§ **DIRECTIVE**:
Offset the answer coordinates by 16 and copy out every line of the entries, starting at the line containing "Wanted = one point per instance on the baseboard" and ending at the line containing "x=473, y=217". Add 16 to each x and y value in the answers and leave every other number as it is.

§ **INPUT RECORDS**:
——————————

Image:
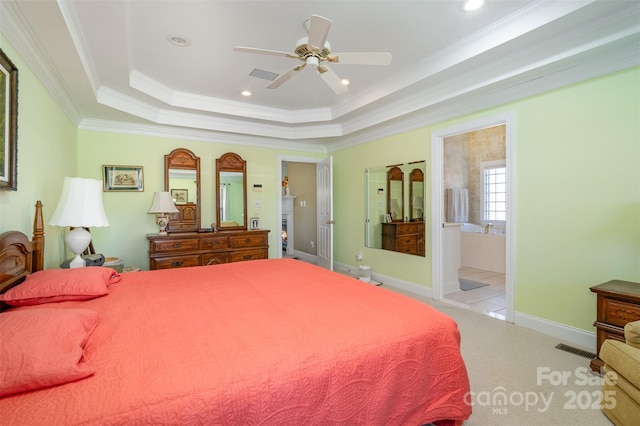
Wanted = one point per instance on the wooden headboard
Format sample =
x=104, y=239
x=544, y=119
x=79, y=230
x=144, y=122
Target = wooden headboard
x=20, y=256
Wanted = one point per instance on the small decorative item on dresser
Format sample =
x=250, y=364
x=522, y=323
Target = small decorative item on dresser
x=162, y=205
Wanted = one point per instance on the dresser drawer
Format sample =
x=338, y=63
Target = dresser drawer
x=239, y=256
x=175, y=262
x=177, y=245
x=215, y=258
x=618, y=312
x=214, y=243
x=409, y=228
x=248, y=240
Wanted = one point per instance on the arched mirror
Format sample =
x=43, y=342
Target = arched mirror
x=231, y=194
x=182, y=180
x=416, y=195
x=395, y=194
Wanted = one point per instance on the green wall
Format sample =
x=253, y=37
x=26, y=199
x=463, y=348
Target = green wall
x=46, y=154
x=577, y=188
x=127, y=211
x=577, y=196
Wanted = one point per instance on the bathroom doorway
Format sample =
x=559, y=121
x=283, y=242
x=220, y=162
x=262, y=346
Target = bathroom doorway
x=472, y=233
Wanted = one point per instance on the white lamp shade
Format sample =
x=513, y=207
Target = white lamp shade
x=162, y=203
x=80, y=204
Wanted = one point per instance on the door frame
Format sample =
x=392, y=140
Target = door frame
x=282, y=158
x=437, y=201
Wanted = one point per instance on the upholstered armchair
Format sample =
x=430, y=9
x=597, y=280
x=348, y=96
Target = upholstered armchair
x=622, y=369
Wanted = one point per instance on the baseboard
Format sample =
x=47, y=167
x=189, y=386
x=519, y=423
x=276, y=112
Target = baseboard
x=575, y=336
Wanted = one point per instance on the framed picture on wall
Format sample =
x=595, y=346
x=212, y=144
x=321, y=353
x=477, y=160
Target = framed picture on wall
x=122, y=178
x=8, y=124
x=180, y=195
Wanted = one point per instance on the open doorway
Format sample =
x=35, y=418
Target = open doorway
x=305, y=209
x=473, y=217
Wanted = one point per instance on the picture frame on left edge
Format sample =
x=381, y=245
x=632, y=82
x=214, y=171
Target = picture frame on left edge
x=9, y=130
x=122, y=178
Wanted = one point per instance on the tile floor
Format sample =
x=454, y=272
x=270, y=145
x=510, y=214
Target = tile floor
x=489, y=300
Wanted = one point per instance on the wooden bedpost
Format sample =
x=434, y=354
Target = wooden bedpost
x=38, y=238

——————————

§ **TASK ANSWER**:
Wanted = one point per instance on the baseboard
Format sample =
x=47, y=167
x=189, y=386
x=519, y=423
x=276, y=112
Target = baseboard
x=591, y=352
Wanted = one point per instance on the framed picture on wall
Format sample =
x=595, y=346
x=212, y=144
x=321, y=353
x=477, y=160
Target = framed picture on wall
x=138, y=194
x=24, y=140
x=196, y=211
Wanted = one point per instance on the open doorway
Format sample =
x=35, y=418
Target = open doorway
x=321, y=225
x=489, y=233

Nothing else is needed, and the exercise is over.